#### ASSIGNMENT:
Every line of the entries that holds the word "blue" is to be copied.

#### SUPPLIED DATA:
##########

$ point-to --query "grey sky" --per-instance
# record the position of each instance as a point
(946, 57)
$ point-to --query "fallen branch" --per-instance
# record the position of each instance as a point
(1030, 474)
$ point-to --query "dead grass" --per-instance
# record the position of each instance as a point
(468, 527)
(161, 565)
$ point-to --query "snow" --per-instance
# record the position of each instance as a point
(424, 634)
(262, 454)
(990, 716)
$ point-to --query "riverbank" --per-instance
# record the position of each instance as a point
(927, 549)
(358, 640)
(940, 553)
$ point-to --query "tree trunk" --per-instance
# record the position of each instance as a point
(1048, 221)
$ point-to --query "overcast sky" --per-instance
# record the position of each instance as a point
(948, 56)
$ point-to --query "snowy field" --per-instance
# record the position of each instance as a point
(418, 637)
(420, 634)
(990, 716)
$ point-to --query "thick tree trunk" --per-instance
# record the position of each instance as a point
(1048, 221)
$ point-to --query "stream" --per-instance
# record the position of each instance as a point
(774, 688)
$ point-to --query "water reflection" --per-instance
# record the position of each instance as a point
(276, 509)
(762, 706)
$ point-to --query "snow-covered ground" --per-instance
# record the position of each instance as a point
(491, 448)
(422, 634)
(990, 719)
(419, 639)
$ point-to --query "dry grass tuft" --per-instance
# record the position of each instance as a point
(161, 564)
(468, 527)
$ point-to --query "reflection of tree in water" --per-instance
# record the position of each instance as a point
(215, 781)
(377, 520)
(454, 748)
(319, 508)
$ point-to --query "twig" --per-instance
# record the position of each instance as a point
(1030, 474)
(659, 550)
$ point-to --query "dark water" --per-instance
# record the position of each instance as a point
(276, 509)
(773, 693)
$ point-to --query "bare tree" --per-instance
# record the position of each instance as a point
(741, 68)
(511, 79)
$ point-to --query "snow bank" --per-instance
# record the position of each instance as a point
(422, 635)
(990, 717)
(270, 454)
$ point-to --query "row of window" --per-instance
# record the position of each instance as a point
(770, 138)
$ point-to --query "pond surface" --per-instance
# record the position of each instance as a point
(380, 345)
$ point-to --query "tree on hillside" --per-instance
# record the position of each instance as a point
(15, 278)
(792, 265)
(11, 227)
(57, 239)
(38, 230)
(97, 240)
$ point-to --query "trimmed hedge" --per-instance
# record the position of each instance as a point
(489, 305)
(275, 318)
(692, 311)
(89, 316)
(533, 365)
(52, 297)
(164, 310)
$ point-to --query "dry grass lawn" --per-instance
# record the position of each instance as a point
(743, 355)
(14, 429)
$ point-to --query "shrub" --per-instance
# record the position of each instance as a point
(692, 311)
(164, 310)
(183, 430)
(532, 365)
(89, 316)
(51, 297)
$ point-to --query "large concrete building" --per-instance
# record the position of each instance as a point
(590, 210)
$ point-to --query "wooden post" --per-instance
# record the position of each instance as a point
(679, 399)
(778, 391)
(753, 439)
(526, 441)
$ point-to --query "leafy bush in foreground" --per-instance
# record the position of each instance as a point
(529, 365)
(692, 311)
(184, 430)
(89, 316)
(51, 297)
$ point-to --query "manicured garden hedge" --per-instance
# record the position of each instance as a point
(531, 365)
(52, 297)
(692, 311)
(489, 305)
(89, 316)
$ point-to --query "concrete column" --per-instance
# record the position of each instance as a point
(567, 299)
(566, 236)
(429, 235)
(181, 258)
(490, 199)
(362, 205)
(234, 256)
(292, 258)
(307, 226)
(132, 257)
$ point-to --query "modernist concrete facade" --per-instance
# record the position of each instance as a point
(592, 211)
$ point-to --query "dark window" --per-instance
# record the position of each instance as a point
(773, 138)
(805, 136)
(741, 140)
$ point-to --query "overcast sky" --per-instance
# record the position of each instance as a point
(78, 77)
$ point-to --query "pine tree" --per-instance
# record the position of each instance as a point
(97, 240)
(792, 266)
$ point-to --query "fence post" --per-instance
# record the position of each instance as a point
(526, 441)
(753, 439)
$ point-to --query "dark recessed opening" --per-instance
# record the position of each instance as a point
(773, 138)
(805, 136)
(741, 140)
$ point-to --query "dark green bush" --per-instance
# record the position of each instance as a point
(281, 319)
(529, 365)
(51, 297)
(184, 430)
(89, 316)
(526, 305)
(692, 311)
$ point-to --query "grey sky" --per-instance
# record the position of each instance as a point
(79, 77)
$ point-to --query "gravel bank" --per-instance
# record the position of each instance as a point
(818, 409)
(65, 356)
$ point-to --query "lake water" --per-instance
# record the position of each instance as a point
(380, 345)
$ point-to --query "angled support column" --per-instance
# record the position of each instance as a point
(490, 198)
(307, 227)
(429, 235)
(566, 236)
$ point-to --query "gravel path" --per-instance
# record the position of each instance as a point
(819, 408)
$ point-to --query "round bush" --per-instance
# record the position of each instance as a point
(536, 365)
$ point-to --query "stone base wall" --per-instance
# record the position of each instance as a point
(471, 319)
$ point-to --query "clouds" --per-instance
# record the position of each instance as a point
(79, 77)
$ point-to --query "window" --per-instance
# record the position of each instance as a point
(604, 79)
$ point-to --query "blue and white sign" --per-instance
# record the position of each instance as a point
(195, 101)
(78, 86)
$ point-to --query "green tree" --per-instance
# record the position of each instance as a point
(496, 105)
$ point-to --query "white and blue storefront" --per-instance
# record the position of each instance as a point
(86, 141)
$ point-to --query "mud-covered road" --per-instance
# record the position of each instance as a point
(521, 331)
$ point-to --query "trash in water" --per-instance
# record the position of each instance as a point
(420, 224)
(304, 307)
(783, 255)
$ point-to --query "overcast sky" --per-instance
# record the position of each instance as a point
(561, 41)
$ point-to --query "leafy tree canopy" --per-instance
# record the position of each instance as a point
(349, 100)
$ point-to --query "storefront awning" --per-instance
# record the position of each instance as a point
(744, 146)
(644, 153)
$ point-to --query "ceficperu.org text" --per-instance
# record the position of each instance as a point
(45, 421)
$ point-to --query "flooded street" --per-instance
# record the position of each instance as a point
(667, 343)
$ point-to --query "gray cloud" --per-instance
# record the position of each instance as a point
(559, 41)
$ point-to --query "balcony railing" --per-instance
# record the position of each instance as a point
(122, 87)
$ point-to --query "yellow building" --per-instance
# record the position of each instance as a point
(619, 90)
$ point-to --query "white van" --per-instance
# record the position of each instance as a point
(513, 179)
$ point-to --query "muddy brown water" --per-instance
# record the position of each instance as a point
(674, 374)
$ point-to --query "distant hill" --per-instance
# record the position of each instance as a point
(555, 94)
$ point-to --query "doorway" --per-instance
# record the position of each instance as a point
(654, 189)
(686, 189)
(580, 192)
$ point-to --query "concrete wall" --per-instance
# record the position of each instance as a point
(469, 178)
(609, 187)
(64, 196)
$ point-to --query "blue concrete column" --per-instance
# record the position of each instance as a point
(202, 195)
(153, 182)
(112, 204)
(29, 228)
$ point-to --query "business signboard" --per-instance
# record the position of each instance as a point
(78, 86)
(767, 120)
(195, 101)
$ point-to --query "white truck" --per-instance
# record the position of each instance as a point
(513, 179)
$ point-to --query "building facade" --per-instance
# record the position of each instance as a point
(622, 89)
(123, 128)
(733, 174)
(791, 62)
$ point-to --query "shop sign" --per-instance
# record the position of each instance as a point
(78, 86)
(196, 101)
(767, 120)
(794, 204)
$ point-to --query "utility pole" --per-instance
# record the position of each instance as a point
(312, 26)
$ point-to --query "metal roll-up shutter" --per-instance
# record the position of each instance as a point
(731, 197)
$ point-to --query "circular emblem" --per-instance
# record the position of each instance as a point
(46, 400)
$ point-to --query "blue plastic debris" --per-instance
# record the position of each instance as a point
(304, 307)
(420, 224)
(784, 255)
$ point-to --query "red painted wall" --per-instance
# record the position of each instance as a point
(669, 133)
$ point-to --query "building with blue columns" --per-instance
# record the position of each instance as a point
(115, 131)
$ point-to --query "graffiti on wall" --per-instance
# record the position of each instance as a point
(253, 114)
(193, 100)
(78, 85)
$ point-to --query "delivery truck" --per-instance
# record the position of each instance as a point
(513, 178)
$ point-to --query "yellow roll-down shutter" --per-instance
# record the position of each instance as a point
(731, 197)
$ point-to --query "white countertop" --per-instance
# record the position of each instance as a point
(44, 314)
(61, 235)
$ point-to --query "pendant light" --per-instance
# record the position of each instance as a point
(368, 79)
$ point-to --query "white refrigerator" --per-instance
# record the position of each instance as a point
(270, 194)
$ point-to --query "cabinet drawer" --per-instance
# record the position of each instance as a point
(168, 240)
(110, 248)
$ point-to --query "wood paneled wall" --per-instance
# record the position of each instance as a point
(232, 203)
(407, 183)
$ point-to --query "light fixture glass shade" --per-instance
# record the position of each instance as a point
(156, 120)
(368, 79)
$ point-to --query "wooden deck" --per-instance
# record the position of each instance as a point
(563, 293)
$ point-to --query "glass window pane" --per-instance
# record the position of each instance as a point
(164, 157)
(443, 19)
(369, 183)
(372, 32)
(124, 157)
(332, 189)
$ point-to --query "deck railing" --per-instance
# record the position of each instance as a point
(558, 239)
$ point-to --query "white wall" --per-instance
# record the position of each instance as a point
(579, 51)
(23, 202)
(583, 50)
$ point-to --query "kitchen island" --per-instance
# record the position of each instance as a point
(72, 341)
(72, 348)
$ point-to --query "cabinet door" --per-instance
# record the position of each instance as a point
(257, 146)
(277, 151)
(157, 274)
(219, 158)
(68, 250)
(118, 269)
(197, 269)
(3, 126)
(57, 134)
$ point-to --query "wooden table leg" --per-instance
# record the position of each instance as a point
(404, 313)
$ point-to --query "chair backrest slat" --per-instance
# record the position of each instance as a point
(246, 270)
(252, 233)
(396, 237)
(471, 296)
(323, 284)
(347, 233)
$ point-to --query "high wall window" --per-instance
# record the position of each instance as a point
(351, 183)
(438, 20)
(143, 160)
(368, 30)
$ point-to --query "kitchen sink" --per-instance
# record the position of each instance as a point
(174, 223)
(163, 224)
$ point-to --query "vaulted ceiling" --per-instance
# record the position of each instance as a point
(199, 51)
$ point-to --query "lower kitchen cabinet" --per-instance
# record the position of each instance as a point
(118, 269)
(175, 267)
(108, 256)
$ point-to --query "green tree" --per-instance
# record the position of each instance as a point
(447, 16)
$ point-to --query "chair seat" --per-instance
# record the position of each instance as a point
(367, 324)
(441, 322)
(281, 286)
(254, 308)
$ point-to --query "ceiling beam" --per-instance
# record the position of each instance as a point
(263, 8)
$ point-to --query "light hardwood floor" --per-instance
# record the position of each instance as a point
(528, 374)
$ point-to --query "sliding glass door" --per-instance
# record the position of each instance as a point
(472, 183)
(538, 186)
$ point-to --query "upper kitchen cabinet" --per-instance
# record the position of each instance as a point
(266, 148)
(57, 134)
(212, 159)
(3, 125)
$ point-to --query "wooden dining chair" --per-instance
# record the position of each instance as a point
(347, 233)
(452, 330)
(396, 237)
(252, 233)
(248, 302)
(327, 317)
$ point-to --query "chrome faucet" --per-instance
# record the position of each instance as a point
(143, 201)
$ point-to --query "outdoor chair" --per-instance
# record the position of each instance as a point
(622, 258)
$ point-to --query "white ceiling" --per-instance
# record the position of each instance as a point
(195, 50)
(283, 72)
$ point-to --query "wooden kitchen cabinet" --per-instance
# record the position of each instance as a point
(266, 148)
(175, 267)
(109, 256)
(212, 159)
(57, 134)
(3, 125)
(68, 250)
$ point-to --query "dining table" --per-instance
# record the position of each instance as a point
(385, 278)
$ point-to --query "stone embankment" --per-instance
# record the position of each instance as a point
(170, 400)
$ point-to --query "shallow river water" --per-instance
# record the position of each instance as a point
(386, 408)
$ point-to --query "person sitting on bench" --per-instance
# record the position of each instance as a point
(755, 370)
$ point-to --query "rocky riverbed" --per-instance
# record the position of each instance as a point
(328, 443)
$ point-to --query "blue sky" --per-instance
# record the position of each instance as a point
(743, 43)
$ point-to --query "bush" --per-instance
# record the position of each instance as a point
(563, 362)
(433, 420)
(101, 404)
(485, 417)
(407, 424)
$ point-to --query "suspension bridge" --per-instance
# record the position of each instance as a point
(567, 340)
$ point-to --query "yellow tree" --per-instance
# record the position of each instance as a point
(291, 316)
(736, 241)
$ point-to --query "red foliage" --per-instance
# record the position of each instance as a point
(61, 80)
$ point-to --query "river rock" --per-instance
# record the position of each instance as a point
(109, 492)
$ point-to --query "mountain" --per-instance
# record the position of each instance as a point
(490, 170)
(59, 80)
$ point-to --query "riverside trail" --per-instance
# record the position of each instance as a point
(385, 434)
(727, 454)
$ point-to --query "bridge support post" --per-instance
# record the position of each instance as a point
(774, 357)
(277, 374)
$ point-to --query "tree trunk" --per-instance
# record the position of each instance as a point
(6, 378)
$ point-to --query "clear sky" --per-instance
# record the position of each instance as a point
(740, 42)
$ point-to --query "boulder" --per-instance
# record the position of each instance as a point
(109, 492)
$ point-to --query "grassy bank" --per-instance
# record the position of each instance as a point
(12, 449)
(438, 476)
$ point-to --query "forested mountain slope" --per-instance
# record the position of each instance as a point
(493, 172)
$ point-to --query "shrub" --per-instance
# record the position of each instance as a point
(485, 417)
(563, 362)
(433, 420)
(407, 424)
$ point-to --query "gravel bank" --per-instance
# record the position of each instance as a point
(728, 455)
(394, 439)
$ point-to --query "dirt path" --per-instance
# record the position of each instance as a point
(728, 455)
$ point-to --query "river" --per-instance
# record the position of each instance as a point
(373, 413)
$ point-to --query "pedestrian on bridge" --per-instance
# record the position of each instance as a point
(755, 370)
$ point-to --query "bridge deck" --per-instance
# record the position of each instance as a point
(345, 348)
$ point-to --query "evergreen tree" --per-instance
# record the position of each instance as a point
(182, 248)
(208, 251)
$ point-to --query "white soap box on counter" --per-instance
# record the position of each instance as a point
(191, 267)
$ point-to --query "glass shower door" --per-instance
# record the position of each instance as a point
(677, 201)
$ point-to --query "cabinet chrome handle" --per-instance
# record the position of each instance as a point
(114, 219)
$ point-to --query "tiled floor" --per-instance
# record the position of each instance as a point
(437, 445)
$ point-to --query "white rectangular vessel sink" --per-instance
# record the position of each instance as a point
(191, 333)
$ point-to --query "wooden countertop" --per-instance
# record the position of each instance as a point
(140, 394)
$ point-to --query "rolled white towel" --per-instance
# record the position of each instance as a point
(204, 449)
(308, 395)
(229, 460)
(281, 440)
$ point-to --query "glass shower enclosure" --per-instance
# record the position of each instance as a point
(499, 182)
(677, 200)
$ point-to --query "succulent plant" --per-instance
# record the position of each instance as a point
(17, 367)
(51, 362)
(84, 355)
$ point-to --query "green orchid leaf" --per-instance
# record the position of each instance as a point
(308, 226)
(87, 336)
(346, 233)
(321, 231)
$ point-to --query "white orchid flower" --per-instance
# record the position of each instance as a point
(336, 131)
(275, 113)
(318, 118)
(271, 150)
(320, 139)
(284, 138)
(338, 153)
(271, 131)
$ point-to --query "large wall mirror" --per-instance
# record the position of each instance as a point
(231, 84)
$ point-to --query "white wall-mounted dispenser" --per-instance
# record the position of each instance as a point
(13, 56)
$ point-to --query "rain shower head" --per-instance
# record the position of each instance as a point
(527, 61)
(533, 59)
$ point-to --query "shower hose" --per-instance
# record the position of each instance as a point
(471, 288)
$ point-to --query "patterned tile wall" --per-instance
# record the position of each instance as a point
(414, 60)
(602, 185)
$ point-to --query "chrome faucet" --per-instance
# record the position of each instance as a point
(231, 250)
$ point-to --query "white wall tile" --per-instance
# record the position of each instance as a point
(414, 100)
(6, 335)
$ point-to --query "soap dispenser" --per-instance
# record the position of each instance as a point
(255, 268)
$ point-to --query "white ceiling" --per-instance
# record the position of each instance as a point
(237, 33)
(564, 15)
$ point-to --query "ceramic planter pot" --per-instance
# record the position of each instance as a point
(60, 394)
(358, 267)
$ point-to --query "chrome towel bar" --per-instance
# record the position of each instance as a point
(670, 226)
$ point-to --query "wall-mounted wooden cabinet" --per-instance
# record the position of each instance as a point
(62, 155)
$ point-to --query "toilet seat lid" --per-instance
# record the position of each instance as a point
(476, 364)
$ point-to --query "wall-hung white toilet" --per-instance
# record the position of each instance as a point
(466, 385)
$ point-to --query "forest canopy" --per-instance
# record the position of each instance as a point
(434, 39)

##########

#### ANSWER SPACE:
$ point-to --query "blue and white sign" --per-instance
$ point-to --query "white and blue storefront" --per-instance
$ point-to --query "blue concrete column" --per-instance
$ point-to --query "blue plastic debris" --per-instance
$ point-to --query "building with blue columns" --per-instance
$ point-to --query "blue sky" --per-instance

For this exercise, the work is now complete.